— start of MATERIAL FOR THIS EXERCISE —

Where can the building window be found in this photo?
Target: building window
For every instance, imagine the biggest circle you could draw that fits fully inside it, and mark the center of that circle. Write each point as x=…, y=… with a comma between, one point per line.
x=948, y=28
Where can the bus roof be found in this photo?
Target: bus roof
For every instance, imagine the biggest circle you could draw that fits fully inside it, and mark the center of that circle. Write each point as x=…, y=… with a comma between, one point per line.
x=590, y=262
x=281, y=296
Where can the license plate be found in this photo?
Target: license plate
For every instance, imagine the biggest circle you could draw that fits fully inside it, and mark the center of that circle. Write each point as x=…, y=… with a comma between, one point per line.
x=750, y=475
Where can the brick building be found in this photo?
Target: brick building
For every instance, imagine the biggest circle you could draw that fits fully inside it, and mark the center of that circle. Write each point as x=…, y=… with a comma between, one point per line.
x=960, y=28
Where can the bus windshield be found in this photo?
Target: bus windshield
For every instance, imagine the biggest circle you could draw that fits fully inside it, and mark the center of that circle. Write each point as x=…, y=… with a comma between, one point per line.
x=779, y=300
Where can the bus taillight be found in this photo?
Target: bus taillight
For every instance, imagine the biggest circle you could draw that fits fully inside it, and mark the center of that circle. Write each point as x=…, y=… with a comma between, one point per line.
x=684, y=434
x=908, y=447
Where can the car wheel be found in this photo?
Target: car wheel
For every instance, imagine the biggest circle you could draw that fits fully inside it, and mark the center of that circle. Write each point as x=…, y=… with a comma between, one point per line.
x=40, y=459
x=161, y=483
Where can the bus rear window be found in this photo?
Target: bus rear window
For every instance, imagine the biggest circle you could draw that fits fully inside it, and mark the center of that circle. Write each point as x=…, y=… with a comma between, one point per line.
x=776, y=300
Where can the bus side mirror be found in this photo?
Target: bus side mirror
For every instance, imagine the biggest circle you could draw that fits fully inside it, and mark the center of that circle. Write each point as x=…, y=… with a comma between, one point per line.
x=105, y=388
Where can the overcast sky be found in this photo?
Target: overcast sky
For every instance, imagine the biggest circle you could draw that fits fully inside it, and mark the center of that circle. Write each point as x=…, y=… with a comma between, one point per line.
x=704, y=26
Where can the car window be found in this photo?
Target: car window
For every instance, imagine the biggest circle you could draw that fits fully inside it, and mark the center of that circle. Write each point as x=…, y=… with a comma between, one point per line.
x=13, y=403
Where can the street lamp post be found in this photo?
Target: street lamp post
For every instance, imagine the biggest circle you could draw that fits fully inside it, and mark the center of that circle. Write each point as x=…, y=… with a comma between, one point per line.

— end of MATERIAL FOR THIS EXERCISE —

• **EXERCISE INSTRUCTIONS**: Reproduce all of the records above verbatim, preserving every line in its original order.

• **EXERCISE RESULT**:
Where can the building window be found in this photo?
Target: building window
For every instance, imagine the biggest circle you could draw that fits fully inside it, and mark the center of that circle. Write each point as x=…, y=… with a comma between, one point per line.
x=948, y=28
Where can the bus roof be found in this photo?
Target: bus roof
For every instance, imagine the biggest circle you could draw that fits fully inside it, and mark the center of that circle. Write each point as x=…, y=… with a comma between, one point per line.
x=590, y=262
x=281, y=296
Where can the license plate be found in this photo?
Target: license plate
For every instance, imagine the biggest circle you could draw that fits fully inside it, and mark the center of that circle. Write each point as x=…, y=… with a comma between, one point per line.
x=750, y=475
Where can the brick building be found in this photo?
Target: brick building
For every instance, imagine the biggest circle you could draw that fits fully inside it, and mark the center of that circle. Write each point as x=…, y=… with a comma between, one point per line.
x=960, y=28
Where can the bus windshield be found in this photo?
Target: bus windshield
For every instance, imagine the biggest circle you could draw that fits fully inside it, and mark the center of that circle. Write each point as x=…, y=… with a comma between, one point per line.
x=779, y=300
Where can the bus taillight be found in this photo?
Target: bus taillight
For every instance, imagine the biggest circle you could draw that fits fully inside it, and mark the center of that circle. Write each point as x=…, y=… with a comma between, one point per line.
x=684, y=434
x=908, y=447
Where can the car wheel be found in this photo?
Target: car wheel
For every instance, imagine the biggest circle you could draw that fits fully inside it, and mark the center of that circle. Write each point as x=…, y=… with a comma between, one point per line.
x=40, y=459
x=161, y=483
Where can the bus rear window be found in this photo?
Target: bus rear window
For every instance, imagine the biggest circle you could draw that fits fully inside it, and mark the center of that circle. Write each point as x=…, y=… with a comma between, one point per line.
x=776, y=300
Where can the bus side mirror be found in this photo?
Target: bus side mirror
For every instance, imagine the biggest circle you could draw that fits fully inside it, and mark the center of that circle. Write each point as x=…, y=… with a comma between, one point per line.
x=105, y=388
Where can the overcast sky be found in this photo?
Target: overcast sky
For every instance, imagine the biggest circle you could draw that fits fully inside it, and mark the center of that circle. Write each point as x=…, y=… with a comma between, one point per line.
x=704, y=26
Where can the car window be found in this photo?
Target: car window
For every instance, imagine the biggest circle you could draw that fits fully inside it, and mark the center of that circle. Write each point as x=…, y=… with a comma between, one point per line.
x=13, y=403
Where can the street lamp post be found in this photo?
Target: street lamp post
For every instance, imagine the biggest circle you could draw that fits fully inside it, and mark the center of that circle. Write each point as x=…, y=… with a comma between, one point per line.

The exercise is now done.